● Given data:
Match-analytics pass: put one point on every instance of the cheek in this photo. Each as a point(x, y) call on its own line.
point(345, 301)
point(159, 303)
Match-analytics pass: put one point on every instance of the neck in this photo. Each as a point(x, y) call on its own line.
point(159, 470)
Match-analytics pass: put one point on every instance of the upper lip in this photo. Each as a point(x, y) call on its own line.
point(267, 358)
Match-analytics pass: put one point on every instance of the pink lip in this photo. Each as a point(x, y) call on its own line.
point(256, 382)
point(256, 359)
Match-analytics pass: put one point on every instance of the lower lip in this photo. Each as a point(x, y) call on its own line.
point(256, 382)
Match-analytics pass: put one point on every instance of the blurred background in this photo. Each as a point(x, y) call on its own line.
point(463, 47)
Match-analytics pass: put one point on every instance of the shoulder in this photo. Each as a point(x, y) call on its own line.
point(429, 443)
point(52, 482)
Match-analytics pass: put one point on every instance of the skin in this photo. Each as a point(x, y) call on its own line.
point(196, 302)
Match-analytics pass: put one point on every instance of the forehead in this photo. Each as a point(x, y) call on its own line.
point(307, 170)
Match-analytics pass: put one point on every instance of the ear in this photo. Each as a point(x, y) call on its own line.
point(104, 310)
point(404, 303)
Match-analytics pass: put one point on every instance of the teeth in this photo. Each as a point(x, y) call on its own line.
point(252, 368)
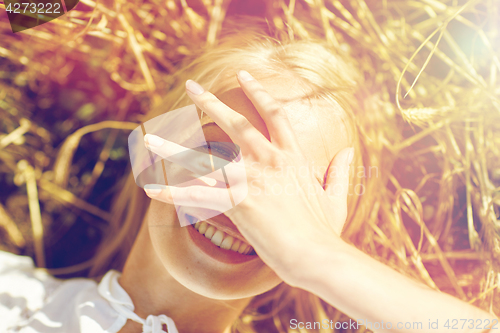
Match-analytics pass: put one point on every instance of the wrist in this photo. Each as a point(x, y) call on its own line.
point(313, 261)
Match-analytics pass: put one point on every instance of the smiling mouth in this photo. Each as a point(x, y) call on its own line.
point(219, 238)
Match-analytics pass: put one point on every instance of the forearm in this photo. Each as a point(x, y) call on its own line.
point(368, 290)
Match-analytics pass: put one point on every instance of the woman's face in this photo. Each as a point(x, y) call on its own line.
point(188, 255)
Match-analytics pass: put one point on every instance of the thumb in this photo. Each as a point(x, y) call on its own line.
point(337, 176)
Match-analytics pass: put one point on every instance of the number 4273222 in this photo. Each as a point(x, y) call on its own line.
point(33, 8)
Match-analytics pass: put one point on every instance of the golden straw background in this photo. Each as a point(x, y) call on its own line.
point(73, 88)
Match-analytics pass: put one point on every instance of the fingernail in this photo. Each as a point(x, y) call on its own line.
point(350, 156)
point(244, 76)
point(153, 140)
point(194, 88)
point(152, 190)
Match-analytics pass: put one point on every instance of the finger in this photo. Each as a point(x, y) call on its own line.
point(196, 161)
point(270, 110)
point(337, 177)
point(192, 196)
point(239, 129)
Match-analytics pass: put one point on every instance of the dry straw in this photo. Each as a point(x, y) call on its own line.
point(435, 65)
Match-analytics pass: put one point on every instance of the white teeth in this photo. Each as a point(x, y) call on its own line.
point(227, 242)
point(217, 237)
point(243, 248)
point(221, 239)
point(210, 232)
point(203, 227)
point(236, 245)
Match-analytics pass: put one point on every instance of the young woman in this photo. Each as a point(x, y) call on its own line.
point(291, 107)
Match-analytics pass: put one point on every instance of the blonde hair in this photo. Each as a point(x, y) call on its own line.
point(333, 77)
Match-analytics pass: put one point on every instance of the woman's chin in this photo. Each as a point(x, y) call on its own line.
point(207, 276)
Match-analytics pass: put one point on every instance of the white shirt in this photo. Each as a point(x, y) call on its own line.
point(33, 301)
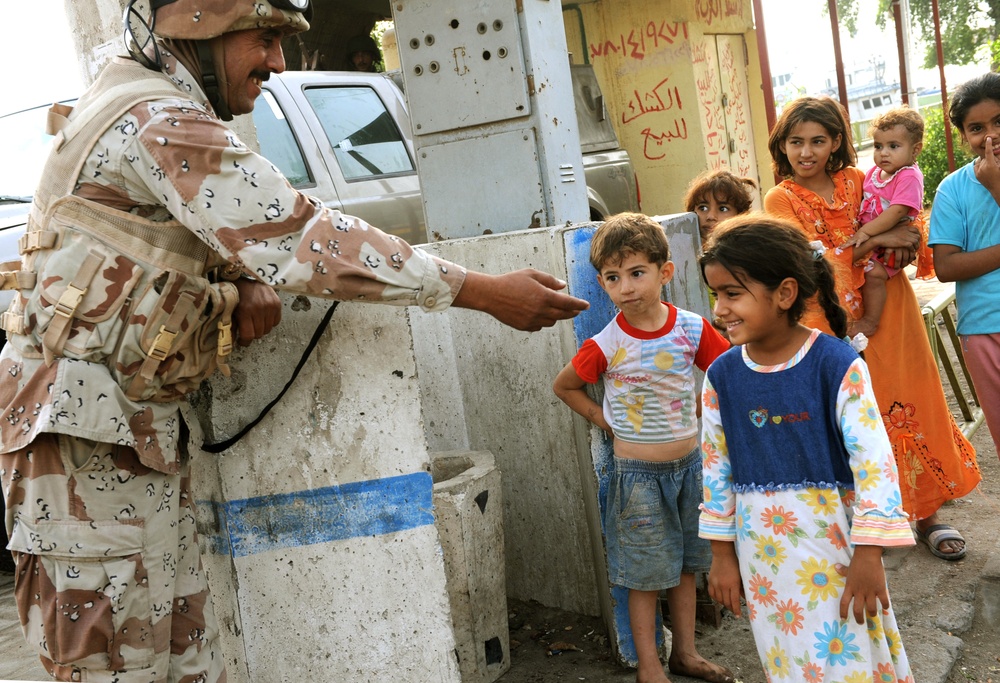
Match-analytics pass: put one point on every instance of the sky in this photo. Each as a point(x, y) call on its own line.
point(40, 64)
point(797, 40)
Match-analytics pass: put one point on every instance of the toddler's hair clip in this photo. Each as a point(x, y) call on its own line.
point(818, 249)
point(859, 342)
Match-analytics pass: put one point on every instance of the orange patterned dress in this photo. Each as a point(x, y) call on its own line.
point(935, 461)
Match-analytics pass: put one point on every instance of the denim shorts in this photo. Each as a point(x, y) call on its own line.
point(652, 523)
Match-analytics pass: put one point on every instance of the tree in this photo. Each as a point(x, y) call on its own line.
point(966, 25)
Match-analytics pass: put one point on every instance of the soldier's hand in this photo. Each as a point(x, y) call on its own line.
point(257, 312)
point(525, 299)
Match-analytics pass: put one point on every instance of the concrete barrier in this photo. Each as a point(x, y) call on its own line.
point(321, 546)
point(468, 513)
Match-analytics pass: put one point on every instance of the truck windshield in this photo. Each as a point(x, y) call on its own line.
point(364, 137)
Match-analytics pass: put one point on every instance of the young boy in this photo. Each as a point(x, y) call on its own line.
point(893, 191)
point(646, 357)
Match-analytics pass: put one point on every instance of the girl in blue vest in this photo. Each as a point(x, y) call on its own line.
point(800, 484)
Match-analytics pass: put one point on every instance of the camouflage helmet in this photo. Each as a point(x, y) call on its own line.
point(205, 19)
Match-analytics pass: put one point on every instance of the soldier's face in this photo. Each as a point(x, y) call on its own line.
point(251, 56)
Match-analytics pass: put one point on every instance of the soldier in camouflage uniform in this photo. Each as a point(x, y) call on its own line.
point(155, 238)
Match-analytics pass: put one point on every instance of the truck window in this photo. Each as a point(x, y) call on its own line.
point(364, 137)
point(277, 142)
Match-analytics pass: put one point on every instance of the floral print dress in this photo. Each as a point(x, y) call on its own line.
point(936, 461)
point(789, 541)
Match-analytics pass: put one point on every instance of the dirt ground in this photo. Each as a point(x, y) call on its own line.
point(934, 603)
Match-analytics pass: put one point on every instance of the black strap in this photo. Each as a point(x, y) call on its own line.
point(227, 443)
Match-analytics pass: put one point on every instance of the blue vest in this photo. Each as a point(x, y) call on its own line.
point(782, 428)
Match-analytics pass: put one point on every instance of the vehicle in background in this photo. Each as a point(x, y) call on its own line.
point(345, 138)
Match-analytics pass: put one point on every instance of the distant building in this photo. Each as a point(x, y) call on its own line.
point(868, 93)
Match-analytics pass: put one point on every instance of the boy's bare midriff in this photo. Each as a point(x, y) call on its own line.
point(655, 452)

● What the task asks: The records above should be copied word for word, with the pictures left out.

● Completed task:
Match-analytics pass: put one point on every instance of the cheek in this photo. Each as a point(x, y) call on its own line.
point(345, 301)
point(159, 303)
Match-analytics pass: put one point on every instance of the neck in this photo. Each as a point(x, y) call on its own line.
point(159, 470)
Match-analytics pass: put one point on every instance of the upper lip in this photo. Each as a point(x, y) call on its own line.
point(267, 358)
Match-analytics pass: put one point on every instance of the pink lip in this photo. Each as a point(x, y) call on its own line.
point(256, 382)
point(256, 359)
Match-analytics pass: put one point on every instance of the lower lip in this photo. Each as a point(x, y) call on its own line.
point(256, 382)
Match-analytics pass: put one point on every instance of the blurred background in this photo. Each as a point(x, y) call on its own line.
point(463, 47)
Match-analytics pass: put one point on every instance of the shoulder in this photo. Each as a point(x, y) call on its own line.
point(429, 443)
point(52, 482)
Match-analytics pass: put one point on every instance of the skin in this photo. Each as a point(x, y) call on its own line.
point(196, 302)
Match-analytics pass: put one point on every instance of the forehead in this photo. Each as a point(x, y) call on its own line.
point(307, 170)
Match-analytics pass: put one point on every instance of the ear in this photo. Each as a point(x, y) call on its own line.
point(104, 310)
point(404, 303)
Match-analytics pass: put one point on every instance of the teeth in this photo. Each as a point(x, y) call on its own line.
point(252, 368)
Match-analytics pass: put one point on every instance of the wrist in this photo. Each as a point(x, y) call on its own line.
point(313, 261)
Match-analytics pass: put one point on every instance of the smiling mouth in this photo. Each as a point(x, y) call on its own line.
point(219, 238)
Match-analytics pass: put one point on every instance of the forearm in this photo. Each as a point(x, y) call on its own line.
point(368, 290)
Match-analytics pass: put one point on every instance of the woman's face in this photo. Each as a point(x, y) call on its own line.
point(188, 255)
Match-analytics pass: put one point on every instance of the thumb in this photo. Each as a point(x, y) call on its own line.
point(337, 176)
Match-analytics pass: put one point on every instance of the number 4273222 in this photo. Each as a point(x, y) call on its own line.
point(33, 8)
Match-analytics pass: put one point on every instance of the golden straw background in this photo. Each as a point(x, y) call on its own line.
point(73, 88)
Match-analytics pass: put one point on every instance of the fingernail in this photo. Each as a point(x, y) call on its own line.
point(350, 156)
point(244, 76)
point(153, 140)
point(194, 88)
point(152, 190)
Match-analytics pass: put one point on every instance of the finger in this photo. Each as a point(x, y) call on its own line.
point(196, 161)
point(270, 110)
point(337, 177)
point(192, 196)
point(239, 129)
Match-analytics pass: put one point on every instance of the dry straw in this photo. Each as a point(x, y) call on its own line.
point(435, 65)
Match-analytics pass: put one point on every instance of the white teeth in this photo. Each as a point(x, y) call on its own line.
point(227, 242)
point(217, 237)
point(243, 248)
point(221, 239)
point(210, 232)
point(203, 227)
point(236, 245)
Match-analytics pass: put one point on every instance of the young woman in this photo. Each as a point(x, y) call on its own line.
point(291, 107)
Match-analytics pass: put one point on every instance of the blonde hair in this photo. Each as a point(x, y) call on its own line.
point(333, 77)
Match-analytics pass: put one point on every instance of the woman's chin in this photo. Each as a point(x, y) call on its own line.
point(207, 276)
Match-analytics pass: put one point on every instance of the white shirt in this photo. Each as a point(x, y) call on its own line.
point(33, 301)
Match-analytics pass: put one point on every instance of the sky in this photo. Each as a point(x, y) call on its own line.
point(40, 64)
point(797, 40)
Match-analytics pass: put one point on every instance of the toddler's hair clip in this photo. Each as a point(x, y) call on its own line.
point(818, 249)
point(859, 342)
Match-analytics pass: put one point on every instance of the orange patterned dress in this photo. Each as a point(x, y) call on its own line.
point(935, 461)
Match-analytics pass: put one point on every instance of the denim shorts in this photo. Each as a point(x, y) call on its own line.
point(652, 523)
Match-analytics pass: put one point on every instance of the tree in this photo. Each as a point(x, y) call on its own line.
point(966, 25)
Match-analytics pass: put one point on every instance of the soldier's hand in this photo. Each as a point(x, y) call on its own line.
point(257, 312)
point(525, 299)
Match-analytics pass: put one point on every instance of the concrete barrier in this photo. Each as a point(x, y) call on its own line.
point(321, 546)
point(468, 513)
Match-analytics pass: put one point on every instance of the truck windshield in this photo. Each as a point(x, y) call on its own line.
point(364, 137)
Match-analytics pass: put one point on every instance of the young boy in this photo. Each as a point(x, y) call on its own line.
point(893, 191)
point(646, 357)
Match-analytics pass: put one point on every instance of the girl in blue vest in this photo. Each as a point(x, y) call on its own line.
point(800, 484)
Match-analytics pass: put one point on every instance of the camouflage helmet in this photo. Each as a point(x, y) call on its own line.
point(205, 19)
Match-analytics pass: put one point on every instance of the soldier's face in this photo. Each as a point(x, y) call on its own line.
point(251, 56)
Match-analytics pass: put one point on every instance of the soldier in camouflage uniform in this photo. Each as a point(x, y) call on its own line.
point(155, 238)
Match-analytics pass: put one point on every instance of the truck window in this photo. Each as a point(x, y) call on its own line.
point(364, 137)
point(277, 142)
Match-analytics pass: put one point on every instance of the floral print dress in this photo. Each as a point(x, y) call on its own line.
point(936, 461)
point(789, 541)
Match-analytics pass: put one point on every instance of the dirt ground in this photo. Each as a point(x, y) call on its own line.
point(934, 603)
Match-analytics pass: put one point on every instance of the black strap in this photo. Each as a point(x, y) call on its own line.
point(227, 443)
Match-analytics pass: put one point on every instance of the blue vest in this photo. Each as a point(x, y) call on its own line.
point(782, 428)
Match-analytics pass: put one point on every instance of the vehicle in background in this photo. Each as a point(x, y) call on its own line.
point(345, 138)
Match-analytics pass: put one point on every instance of the distant building in this photo. Each as a point(x, y) call on its own line.
point(868, 93)
Match-analytics pass: put one point on every instance of the boy's bare midriff in this photo. Each as a point(x, y) call on its own line.
point(655, 452)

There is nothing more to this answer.